- Assignment -
Take from the entries below the stretch from the line with "Target: license plate" through the line with "Target: dirt path", and return it exactly, leaving the pictures out.

:: Records supplied

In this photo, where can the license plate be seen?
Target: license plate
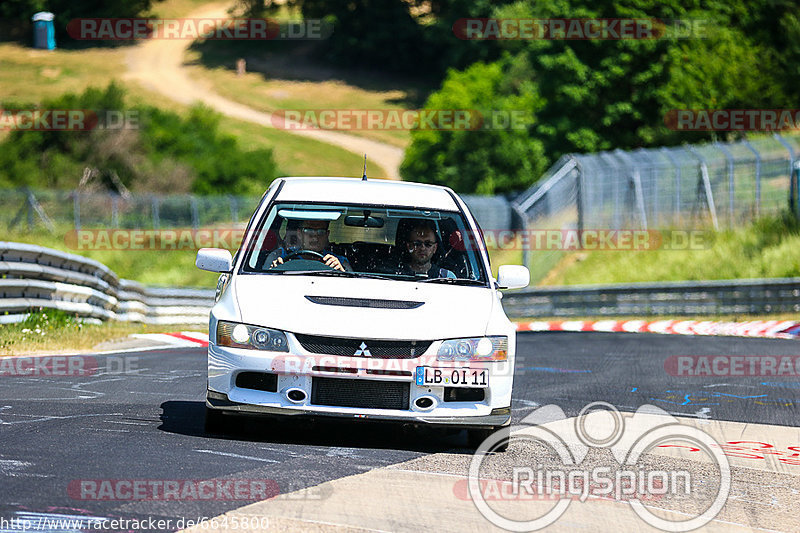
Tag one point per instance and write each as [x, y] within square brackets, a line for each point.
[452, 377]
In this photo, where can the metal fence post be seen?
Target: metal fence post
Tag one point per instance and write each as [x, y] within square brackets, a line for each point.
[792, 185]
[234, 210]
[731, 197]
[637, 186]
[616, 217]
[677, 168]
[195, 214]
[706, 181]
[758, 174]
[76, 209]
[114, 210]
[156, 221]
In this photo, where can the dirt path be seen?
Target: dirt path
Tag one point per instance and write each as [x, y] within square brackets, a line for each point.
[158, 65]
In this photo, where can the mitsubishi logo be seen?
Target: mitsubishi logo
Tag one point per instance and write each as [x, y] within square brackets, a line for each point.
[363, 350]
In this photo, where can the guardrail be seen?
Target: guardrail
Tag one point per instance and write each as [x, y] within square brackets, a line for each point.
[683, 298]
[33, 277]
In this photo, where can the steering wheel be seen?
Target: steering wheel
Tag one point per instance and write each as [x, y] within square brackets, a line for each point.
[317, 255]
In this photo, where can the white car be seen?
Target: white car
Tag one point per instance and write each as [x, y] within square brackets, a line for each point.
[361, 299]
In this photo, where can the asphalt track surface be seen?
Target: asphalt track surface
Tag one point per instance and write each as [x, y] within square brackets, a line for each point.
[148, 423]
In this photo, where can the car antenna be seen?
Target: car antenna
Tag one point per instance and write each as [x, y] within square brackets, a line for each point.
[364, 177]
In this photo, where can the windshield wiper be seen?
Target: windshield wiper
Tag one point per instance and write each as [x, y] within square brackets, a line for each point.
[334, 272]
[454, 281]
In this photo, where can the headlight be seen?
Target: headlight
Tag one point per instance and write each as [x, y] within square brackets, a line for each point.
[476, 349]
[251, 337]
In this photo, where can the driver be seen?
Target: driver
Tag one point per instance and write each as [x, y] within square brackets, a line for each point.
[314, 237]
[421, 246]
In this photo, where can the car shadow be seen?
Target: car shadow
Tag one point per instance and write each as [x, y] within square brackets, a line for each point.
[187, 418]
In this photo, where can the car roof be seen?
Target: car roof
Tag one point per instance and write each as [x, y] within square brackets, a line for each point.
[372, 191]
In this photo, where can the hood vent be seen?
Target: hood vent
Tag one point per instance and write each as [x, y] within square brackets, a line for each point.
[364, 302]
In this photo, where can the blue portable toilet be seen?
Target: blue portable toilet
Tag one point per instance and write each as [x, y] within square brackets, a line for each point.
[44, 31]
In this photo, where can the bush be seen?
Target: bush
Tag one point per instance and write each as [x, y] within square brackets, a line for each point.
[165, 153]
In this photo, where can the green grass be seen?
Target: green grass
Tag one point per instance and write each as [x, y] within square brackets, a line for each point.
[769, 248]
[151, 267]
[52, 331]
[29, 76]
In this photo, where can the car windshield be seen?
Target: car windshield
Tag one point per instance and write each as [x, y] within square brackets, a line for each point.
[404, 244]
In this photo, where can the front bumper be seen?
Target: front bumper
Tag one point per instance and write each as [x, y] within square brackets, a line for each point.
[498, 417]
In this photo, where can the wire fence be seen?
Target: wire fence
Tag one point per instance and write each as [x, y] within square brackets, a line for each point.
[23, 209]
[692, 186]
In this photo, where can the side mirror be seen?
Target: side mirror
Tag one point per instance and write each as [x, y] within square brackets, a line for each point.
[214, 260]
[513, 277]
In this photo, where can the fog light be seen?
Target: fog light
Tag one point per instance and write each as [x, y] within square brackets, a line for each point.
[240, 334]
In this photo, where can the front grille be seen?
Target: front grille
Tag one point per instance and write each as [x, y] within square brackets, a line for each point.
[360, 393]
[257, 381]
[363, 347]
[364, 302]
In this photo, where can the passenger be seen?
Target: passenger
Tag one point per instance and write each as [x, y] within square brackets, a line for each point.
[421, 245]
[313, 237]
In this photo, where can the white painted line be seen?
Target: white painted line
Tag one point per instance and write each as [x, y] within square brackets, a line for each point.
[236, 455]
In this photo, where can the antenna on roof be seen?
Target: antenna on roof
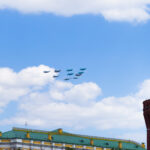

::::

- Expected answer -
Target: license plate
Tag one point per instance and write each as [x, y] within square brackets, a line for each point.
[452, 377]
In this photo, where can the metal fence post be seen?
Target: metal fence post
Tag one point per instance and write each as [x, y] within square brackets, a line for each point.
[792, 185]
[234, 210]
[731, 197]
[637, 186]
[616, 217]
[677, 168]
[195, 214]
[706, 181]
[758, 174]
[76, 209]
[114, 210]
[156, 221]
In this photo, where can the dirt path be seen?
Target: dirt path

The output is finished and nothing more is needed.